→ Directives:
a) From the discussion of Theresa below, extract word for word the stretch from "Even a much" through "him so well.".
b) Answer these questions from the discussion of Theresa below.
(i) Whose swordsmanship did Amiya learn by using the Black Crown?
(ii) Against whom did Amiya choose to use a sword?
(iii) What does the text say can throw swords much further and faster than a sword?

→ Reading text:
===============

Even a much weaker Amiya was able to use the Black Crown to learn Ch'en's swordmanship and keep up with her while materializing a legendary sword from an ancient king, Theresa with her much vaster understanding of it & over 200 years of her own experience should reasonably be able to materialize a sword and kick ass, maybe even copy Theresis' sword skill since she knows him so well.
Basically what I'm saying is that if her assassins in Babel tried to use some method to restrict her arts (maybe large scale attacks weren't viable in a small room with Amiya in it) and she responded by cutting them in half one by one with her blade it would have helped her image a lot
You see what I mean
While I agree entirely whatsoever with everything that you're saying, I think that from a purely logistical perspective of warfare, arts are going to be more efficient and swift if you have an absolute mastery. In the same way that a sword is nice and all, but a gun can throw swords much further and faster.
To use Amiya as a reference, she did elect to use a sword against Kashchey, a single target, but a sword has a more limited functionality compared to the sort of things she can unleash.
I don't think Theresa is incapable or unwilling to use a sword, as much as she's capable of tearing people apart at range.
I think it's an aspect of her character even; she'd do, has probably done the same sort of executions that Amiya does to Skullshatterer, but detached; emotionless. My read of her being a prodigal caster wasn't that she was afraid to get her hands dirty, as much as she was so efficient at obliterating people that a sword was never necessary. If you can snap your fingers and that's all it takes for a person to go down, to what end do you bother stabbing them?

===============

→ Data:
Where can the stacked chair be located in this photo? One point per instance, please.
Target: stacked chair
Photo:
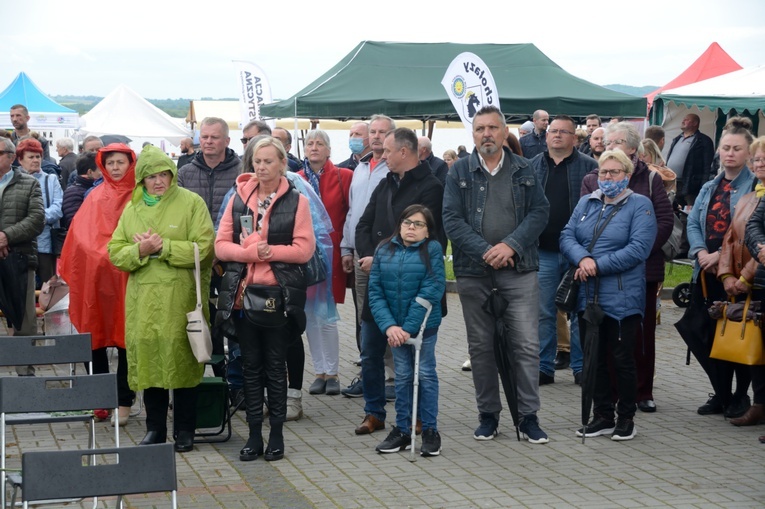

===============

→ Final results:
a)
Even a much weaker Amiya was able to use the Black Crown to learn Ch'en's swordmanship and keep up with her while materializing a legendary sword from an ancient king, Theresa with her much vaster understanding of it & over 200 years of her own experience should reasonably be able to materialize a sword and kick ass, maybe even copy Theresis' sword skill since she knows him so well.

b)
(i) Ch'en's
(ii) Kashchey
(iii) A gun